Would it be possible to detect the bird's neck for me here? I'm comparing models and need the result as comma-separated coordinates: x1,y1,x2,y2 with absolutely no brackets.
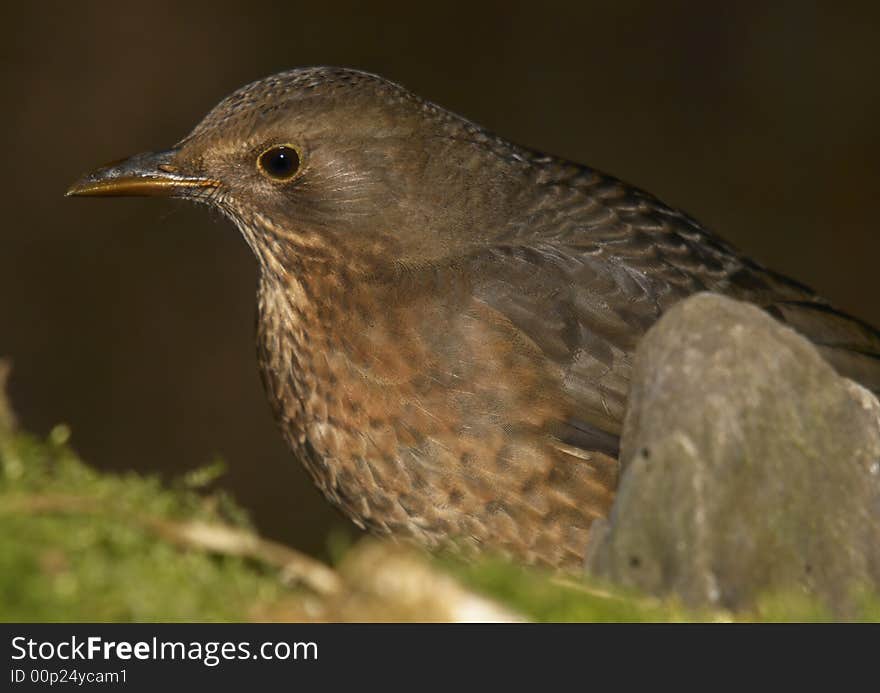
253,249,347,449
251,221,398,427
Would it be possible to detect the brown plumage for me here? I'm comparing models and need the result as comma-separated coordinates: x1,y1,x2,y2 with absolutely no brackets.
68,67,880,569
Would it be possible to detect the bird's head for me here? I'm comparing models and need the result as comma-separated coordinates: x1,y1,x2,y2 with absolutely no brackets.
68,67,534,270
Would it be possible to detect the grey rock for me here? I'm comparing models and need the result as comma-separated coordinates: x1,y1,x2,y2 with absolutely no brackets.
586,293,880,615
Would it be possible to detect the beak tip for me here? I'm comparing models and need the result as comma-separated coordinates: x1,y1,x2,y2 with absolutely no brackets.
65,170,113,198
65,177,104,198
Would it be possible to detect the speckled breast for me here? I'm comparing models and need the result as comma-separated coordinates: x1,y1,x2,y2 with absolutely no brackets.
254,265,616,569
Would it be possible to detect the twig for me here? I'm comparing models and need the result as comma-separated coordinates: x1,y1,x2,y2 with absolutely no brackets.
3,492,343,596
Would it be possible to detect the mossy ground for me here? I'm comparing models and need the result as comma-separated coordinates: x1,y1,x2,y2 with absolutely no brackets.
2,391,877,622
0,423,294,621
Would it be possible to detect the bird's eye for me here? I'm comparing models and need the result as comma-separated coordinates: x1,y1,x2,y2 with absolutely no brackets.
257,145,301,181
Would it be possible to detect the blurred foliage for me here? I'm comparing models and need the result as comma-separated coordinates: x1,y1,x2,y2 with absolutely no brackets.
446,558,691,622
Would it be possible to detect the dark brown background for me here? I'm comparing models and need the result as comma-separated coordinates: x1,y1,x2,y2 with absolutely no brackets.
2,2,878,557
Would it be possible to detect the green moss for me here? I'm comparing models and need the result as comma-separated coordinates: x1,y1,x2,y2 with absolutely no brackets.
444,556,704,622
0,424,289,622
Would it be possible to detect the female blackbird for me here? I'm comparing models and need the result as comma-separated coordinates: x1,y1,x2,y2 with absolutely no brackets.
68,68,880,568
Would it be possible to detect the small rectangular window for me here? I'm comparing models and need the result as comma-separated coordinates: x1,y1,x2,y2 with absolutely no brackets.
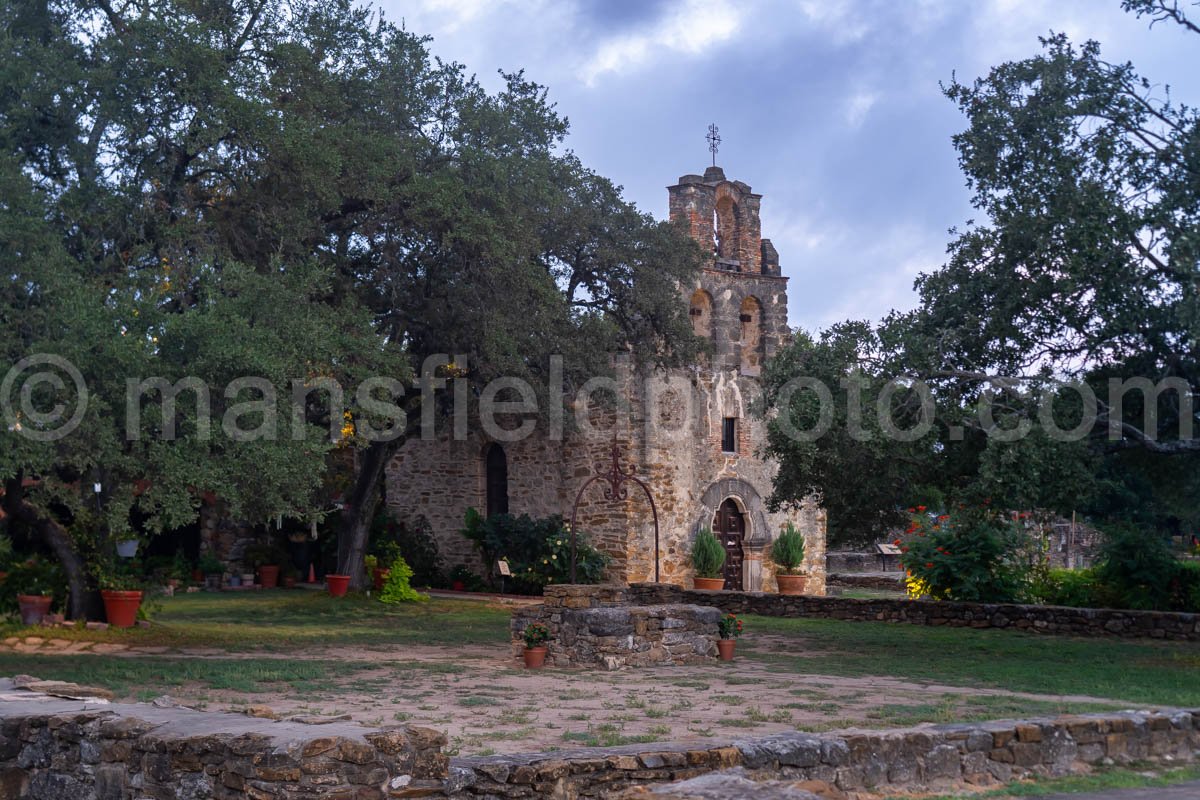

# # # #

> **Your goal**
Reproduce the data above in full, exactly as it is, with the pictures left out.

> **Answer box**
Would it be possible to detect the bird's neck for me here? I'm comparing models and need the result as comma-separated coordinates: x1,y1,x2,y2 with absolutely no brackets.
253,249,347,449
251,221,398,427
Would it be possible to detect the brown plumage for me here? I'm comparing models and need the result as comma-separated coordinates: x1,y1,x2,y2 with absolutely no brackets.
68,67,880,569
Would it be possible to detect the bird's head for me here? I'm comparing models and need the result as comma-separated coordinates: x1,y1,x2,y2 with absolutely no brackets.
68,67,534,270
Would it be possible to detect the grey rock for me here? I'm comparing models and need the result as comma-separated coordinates: x1,y1,x2,y2 with absolutely no brackets.
586,293,880,615
Would it be possible to detect the beak tip for me here? I'm comparing models and need the result as comma-separated coordinates: x1,y1,x2,y2 with absolutely no brackets.
65,170,113,198
65,177,104,198
Would it be possible to detect the speckled breast for me here? I'm comparing models and need the result as comma-separated coordinates: x1,y1,x2,y2 with absolutely no brackets.
254,265,616,569
Would it be possible to detect the twig for me here? I'm comparing models and need the result as comma-separated coordinates: x1,y1,x2,y2 with absolutely no brackets.
3,492,343,596
Would it be possible to detect the mossy ground for me here? I'm comparing models and need the result as comma-separated coordinates: x1,y1,x2,y2 with absolutely no brackets.
2,391,877,622
0,423,294,621
Would it be possible to detect the bird's eye for me here? I'm comparing models and need the result as comma-separated coordinates: x1,y1,x2,y2 with absolutely no brackets.
257,145,301,181
Would it be possible to detect the blurred foliage for me here? I'm comparing models and need the result as comma-separated coordinates: x1,y1,x2,y2 with absolutely no brackets.
446,558,691,622
Would it be possible to detect the dark brown background for me here? I'm comparing models and need the result as comma-separated coordinates: x1,y1,x2,y2 with absolutely no brackets.
2,2,878,557
Would it be possible to detect the green moss for me here? I'm comparing models and need the result as comma-separated coordinates: x1,y1,x2,y2 with absolutely no brackets.
444,556,704,622
0,424,289,622
Would it be possible to detect the female blackbird for me here? I'm comparing models and need the result as comma-separated coordinates: x1,y1,x2,y2 with absolutely no brackets.
68,68,880,568
Would it be possible to detect the small rectangular window for me here? I'm comparing models and need the result as comma-separated coordinates: x1,y1,x2,y2 with absolutely no brackets.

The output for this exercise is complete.